EJERCICIOS
[a] Edite el fragmento del texto sobre la webcam que empieza por las palabras "Como te comente" y termina en "filtro de camara.". Escríbalo de nuevo con "solenoide" en lugar de "electroiman".
[b] Prosiga el texto sobre la webcam a partir de su última frase.

TEXTO PROPORCIONADO
# # #
Ayer probe la webcam modificada sin el filtro y parecia que iba bien, pero hoy la he probado mejor y falsea mucho los colores, sobretodo cuando hay mas luz, da un tono asi marronsillo verdoso raro.

Y lo peor de todo, como la saques al exterior se ve todo blanco, y supongo que sera por que tiene saturacion de infrarrojo como has dicho.


Hace tiempo compre una camara a color con vision nocurna de estas baratas y la devolvi por que los colores eran muy falsos, como le pasa ahora a la webcam, eso si, aquella camara en el exterior funcionaba bien, pero sera por eso, camara economica = materiales de baja calidad.


Tenia pensado comprar una camara de este tipo:
http://cgi.ebay.com/CCTV-54-IR-Wate...ryZ48629QQssPageNameZWDVWQQrdZ1QQcmdZViewItem

Que salen por menos de 100€, pensando que al tener un sensor CCD y encima Sony se veria bien, con buena definicion y unos colores reales y vivos, pero ya me da miedo que le pase lo mismo que a aquella camara economica que compre en su dia y de unos colores muy falsos y apagados.

Un saludo y gracias.


----------



## tiopepe123 (May 31, 2008)

Como te comente los modelos mas sofisticados lo que haces es poner y sacar el filtro mecanicamente ya sea con un motor o un electroiman.

Podrias comprar un filtro para camara de fotos y mecanicamente meterlo o sacarlo.
Utilizando un tubo de PVP negro mate o similar le adapta el sistema webcam+ filtro de camara.

Veo que no me explique correctamente, en una webcam el filtro lo pegan a la lente, como menos piezas y mas baratas mejor, pero en una buena camara el filtro  puede ser uno de comercial y por tanto desmontable, el problema es saberlo si se puede o no.
# # #
(Registros almacenados)
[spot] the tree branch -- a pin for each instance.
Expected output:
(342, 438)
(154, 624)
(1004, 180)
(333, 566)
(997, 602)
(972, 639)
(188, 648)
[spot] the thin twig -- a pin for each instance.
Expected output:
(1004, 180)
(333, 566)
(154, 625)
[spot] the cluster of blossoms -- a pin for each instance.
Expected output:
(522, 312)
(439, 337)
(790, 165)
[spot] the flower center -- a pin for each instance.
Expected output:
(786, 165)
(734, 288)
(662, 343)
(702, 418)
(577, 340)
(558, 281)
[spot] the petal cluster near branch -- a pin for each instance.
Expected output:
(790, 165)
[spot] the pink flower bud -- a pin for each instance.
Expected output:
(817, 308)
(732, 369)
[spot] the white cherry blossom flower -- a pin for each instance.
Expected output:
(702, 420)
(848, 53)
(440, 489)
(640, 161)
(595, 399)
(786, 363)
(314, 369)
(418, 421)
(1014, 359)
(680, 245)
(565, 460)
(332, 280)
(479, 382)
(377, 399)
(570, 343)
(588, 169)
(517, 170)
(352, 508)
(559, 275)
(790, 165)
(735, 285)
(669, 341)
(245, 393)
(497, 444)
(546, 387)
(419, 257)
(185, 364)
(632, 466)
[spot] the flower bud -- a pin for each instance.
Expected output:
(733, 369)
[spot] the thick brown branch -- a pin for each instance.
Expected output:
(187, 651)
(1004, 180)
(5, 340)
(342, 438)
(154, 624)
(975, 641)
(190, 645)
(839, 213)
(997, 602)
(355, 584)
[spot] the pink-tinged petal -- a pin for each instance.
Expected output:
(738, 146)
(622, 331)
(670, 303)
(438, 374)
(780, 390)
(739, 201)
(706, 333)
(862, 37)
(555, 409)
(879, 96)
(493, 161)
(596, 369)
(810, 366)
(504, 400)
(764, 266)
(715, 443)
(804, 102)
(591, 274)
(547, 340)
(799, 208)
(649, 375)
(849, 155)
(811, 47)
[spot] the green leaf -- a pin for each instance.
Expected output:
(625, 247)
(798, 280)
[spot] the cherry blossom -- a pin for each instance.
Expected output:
# # #
SOLUCIONES
[a]
Como te comente los modelos mas sofisticados lo que haces es poner y sacar el filtro mecanicamente ya sea con un motor o un solenoide.

Podrias comprar un filtro para camara de fotos y mecanicamente meterlo o sacarlo.
Utilizando un tubo de PVP negro mate o similar le adapta el sistema webcam+ filtro de camara.

[b]
El tema sony pues es complicado, una vez ya tubieron problemas con los chip.



Por lo que veo es en color, por lo que he visto las de blanco y negro son las mejores para aplicaciones nocturnas, por los precios que rondan  casi diria que seria interesante conectar dos una de dia y otra de noche y mediante un rele o un cd4066 conmutarlos junto con los led's.

Led apagados->camara color
Led- encendidos-> blanco y negro

Revisa los lux y veras las diferencias entre la blanco y negro y color.


----------



## mjnavapo (Jun 18, 2008)

Al final he dejado este tema por ahora.

Hice las pruebas con una webcam a la que le quite el filtro y foco hacia mas o menos su funcion, aunque no tenia mucho alcance.

Adjunto una imagen de como se veia con el foco apagado (totalmente oscuro) y encendido.
En el encendido se puede apreciar un poco los arboles que estan enfrente, a unos 20m, tambien se aprecia el tejado que esta por debajo y lo que mejor se nota es la matricula de un coche que hay aparcado, como es reflectante...

Lo que no se si se ve tan poco por que el foco no da para mas o es la webcam la culpable.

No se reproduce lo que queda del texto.